(Stored items)
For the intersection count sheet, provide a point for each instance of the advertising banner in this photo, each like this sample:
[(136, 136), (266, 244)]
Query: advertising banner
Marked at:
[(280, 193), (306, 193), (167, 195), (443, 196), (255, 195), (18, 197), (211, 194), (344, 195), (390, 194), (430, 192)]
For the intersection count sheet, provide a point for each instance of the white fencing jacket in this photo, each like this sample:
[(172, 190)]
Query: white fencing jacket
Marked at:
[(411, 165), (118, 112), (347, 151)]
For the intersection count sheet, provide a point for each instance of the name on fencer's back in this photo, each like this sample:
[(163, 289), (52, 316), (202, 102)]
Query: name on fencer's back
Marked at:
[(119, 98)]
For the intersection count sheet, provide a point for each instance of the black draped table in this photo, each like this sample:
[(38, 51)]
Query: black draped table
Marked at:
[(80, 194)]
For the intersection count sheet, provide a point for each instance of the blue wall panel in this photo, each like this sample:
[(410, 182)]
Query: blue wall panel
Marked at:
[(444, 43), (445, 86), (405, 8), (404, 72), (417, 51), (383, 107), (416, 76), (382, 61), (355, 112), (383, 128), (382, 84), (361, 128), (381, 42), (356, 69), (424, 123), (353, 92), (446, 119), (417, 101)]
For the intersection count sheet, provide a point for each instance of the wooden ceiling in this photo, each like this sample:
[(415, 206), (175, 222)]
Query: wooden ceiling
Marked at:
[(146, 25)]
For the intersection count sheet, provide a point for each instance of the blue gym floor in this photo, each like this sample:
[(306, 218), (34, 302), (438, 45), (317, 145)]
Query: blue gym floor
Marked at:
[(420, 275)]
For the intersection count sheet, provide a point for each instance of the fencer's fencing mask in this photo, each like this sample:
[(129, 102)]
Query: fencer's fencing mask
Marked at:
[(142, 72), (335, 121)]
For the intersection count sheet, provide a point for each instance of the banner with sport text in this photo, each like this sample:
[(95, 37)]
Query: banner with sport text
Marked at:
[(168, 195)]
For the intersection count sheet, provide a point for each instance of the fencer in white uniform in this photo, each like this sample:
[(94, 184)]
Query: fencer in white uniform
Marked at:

EXERCISE: Copy the lines above, starting at the line containing "of the white" and continuing through the line containing "[(411, 165), (118, 112), (347, 151)]", with both of those lines included.

ANSWER TO THE EXERCISE:
For the intersection count sheet, provide a point for each instance of the white fencing jacket in this photo, each like this sample:
[(172, 190)]
Query: white fencing jacket
Marked at:
[(411, 165), (118, 112), (347, 151)]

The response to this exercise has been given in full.